Top of Text for analysis

Methods & design process

The following design research methods were used: systematic literature review; individual interviews; Grounded-theory type data analysis and synthesis; comparison of the framework’s initial 0.1 version with other national ML frameworks; validation of the 0.2 DML framework version through focus groups (FG) and an online survey; and translation of the Dutch version into English (see, Fig. 2).

Fig. 2
figure 2

Developing the first Dutch medical leadership competency framework

Setting and actors

Given the absence of a Dutch ML taxonomy and anticipating an increase in the use of unofficial translations of foreign (and especially UK) frameworks, this project was initiated in early 2013 by researchers from the University of Twente (UT) and members of the Platform Medical Leadership (PML). PMLFootnote 1 is a non-profit Dutch foundation based on the (free of charge) membership of approximately 200 Dutch individuals (2014), primarily physicians. Since its establishment in 2012, PML in team with the research group has been functioning as a ‘Community of Practice’ (CoP) in ML: a group of people “who share a concern, a set of problems or a passion about [ML] and who deepen their knowledge and expertise in this area by interacting on an ongoing basis … [and] … create tools, standards, generic designs, manuals, and other documents” ([33]: 4–5). A national consortium consisting of PML, UT and the Royal Dutch Medical Association (KNMG) began, with the objective to create and launch a national, evidence-based, open-access ML framework. PML and UT researchers agreed to engage in the collective long-term dual custodianship of the envisioned framework’s development and ongoing maintenance. After its development, under the academic scrutiny of the UT, and under the auspices of PML and KNMG, this consortium launched the 1.0 DML framework version in December 2015 (see: https://osf.io/qknds/) [18].

Bottom of Text for analysis
Top of Provided records

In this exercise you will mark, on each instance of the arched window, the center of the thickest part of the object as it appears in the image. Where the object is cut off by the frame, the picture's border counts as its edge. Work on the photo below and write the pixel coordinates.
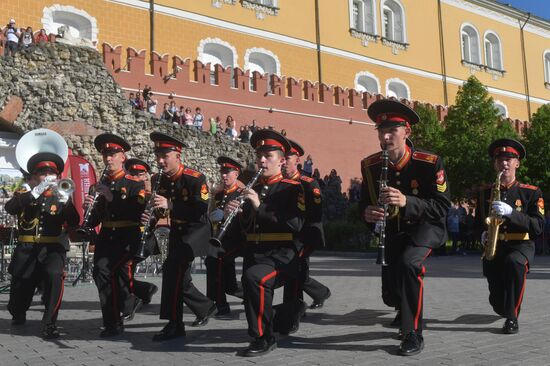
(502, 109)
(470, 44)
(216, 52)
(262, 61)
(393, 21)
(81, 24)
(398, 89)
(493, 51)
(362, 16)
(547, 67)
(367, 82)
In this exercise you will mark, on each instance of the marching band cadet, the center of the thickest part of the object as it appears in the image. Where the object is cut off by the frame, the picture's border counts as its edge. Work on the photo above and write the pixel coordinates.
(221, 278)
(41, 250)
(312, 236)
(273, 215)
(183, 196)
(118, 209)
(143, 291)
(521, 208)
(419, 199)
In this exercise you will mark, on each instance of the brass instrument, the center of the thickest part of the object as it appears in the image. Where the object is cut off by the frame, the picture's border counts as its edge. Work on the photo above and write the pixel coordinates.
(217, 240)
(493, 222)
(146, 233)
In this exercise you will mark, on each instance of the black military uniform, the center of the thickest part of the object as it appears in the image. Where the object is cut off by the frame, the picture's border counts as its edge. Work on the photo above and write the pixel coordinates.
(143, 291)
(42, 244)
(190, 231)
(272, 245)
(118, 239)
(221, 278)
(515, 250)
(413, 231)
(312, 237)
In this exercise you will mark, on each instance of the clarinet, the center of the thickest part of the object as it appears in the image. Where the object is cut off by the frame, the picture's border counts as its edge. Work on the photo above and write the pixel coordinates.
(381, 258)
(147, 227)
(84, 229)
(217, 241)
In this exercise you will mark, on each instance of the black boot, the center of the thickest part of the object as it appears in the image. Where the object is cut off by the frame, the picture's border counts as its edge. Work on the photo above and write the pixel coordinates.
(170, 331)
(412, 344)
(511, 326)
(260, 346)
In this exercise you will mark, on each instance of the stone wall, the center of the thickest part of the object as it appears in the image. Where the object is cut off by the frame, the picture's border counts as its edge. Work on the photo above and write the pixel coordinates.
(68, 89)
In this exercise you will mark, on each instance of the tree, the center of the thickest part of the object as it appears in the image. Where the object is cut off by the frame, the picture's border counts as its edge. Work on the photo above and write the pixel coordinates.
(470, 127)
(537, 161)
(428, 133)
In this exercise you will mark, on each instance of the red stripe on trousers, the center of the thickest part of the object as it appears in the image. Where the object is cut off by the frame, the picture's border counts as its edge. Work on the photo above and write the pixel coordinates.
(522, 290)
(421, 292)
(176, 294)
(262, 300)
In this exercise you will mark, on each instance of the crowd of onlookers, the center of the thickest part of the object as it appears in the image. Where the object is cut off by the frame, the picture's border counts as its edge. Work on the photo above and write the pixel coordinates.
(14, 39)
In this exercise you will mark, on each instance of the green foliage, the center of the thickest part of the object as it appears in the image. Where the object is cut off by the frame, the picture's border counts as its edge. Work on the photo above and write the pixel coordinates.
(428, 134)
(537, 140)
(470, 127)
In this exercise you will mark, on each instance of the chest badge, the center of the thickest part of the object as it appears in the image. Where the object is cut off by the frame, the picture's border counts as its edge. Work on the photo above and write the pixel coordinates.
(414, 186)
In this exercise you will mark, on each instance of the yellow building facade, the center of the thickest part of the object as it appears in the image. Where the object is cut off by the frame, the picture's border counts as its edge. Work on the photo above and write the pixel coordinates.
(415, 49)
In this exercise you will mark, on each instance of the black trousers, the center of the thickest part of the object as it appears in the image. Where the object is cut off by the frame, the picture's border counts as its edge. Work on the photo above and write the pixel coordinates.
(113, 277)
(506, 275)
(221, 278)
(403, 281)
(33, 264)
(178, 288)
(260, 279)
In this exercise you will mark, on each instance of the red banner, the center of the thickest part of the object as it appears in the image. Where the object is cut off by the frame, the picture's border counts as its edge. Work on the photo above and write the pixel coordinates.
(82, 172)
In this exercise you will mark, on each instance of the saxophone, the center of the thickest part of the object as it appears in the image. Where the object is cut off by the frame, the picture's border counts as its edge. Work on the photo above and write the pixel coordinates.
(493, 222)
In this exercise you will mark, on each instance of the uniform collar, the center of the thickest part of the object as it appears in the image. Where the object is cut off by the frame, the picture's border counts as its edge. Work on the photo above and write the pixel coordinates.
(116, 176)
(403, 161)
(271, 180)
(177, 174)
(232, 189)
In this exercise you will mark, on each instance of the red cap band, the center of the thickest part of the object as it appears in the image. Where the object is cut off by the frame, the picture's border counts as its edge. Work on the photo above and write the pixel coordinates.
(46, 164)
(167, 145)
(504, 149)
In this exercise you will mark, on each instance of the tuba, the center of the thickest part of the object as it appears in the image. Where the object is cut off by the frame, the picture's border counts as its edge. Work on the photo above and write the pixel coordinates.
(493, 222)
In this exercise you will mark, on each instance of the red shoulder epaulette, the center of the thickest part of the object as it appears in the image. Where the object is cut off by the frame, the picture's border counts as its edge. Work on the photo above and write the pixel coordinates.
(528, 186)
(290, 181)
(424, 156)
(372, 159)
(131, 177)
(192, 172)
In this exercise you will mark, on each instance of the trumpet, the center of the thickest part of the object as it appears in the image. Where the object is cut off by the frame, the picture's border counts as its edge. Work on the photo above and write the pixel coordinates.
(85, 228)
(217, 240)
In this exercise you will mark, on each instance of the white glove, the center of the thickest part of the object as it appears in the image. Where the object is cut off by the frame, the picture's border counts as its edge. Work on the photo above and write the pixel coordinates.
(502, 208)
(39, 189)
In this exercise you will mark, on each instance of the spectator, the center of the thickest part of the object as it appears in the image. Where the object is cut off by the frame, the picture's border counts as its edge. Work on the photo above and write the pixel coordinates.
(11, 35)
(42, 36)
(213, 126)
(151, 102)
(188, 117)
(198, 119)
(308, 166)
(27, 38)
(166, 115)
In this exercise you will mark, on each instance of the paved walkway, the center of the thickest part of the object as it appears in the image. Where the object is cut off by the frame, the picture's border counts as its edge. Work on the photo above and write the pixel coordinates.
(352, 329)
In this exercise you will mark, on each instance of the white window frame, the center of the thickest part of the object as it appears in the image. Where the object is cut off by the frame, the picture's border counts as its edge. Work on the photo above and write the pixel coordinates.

Bottom of Provided records

Quote the entire text on the Dutch medical leadership framework word for word. These rows were taken from a separate source.

* [Response]:
Methods & design process

The following design research methods were used: systematic literature review; individual interviews; Grounded-theory type data analysis and synthesis; comparison of the framework’s initial 0.1 version with other national ML frameworks; validation of the 0.2 DML framework version through focus groups (FG) and an online survey; and translation of the Dutch version into English (see, Fig. 2).

Fig. 2
figure 2

Developing the first Dutch medical leadership competency framework

Setting and actors

Given the absence of a Dutch ML taxonomy and anticipating an increase in the use of unofficial translations of foreign (and especially UK) frameworks, this project was initiated in early 2013 by researchers from the University of Twente (UT) and members of the Platform Medical Leadership (PML). PMLFootnote 1 is a non-profit Dutch foundation based on the (free of charge) membership of approximately 200 Dutch individuals (2014), primarily physicians. Since its establishment in 2012, PML in team with the research group has been functioning as a ‘Community of Practice’ (CoP) in ML: a group of people “who share a concern, a set of problems or a passion about [ML] and who deepen their knowledge and expertise in this area by interacting on an ongoing basis … [and] … create tools, standards, generic designs, manuals, and other documents” ([33]: 4–5). A national consortium consisting of PML, UT and the Royal Dutch Medical Association (KNMG) began, with the objective to create and launch a national, evidence-based, open-access ML framework. PML and UT researchers agreed to engage in the collective long-term dual custodianship of the envisioned framework’s development and ongoing maintenance. After its development, under the academic scrutiny of the UT, and under the auspices of PML and KNMG, this consortium launched the 1.0 DML framework version in December 2015 (see: https://osf.io/qknds/) [18].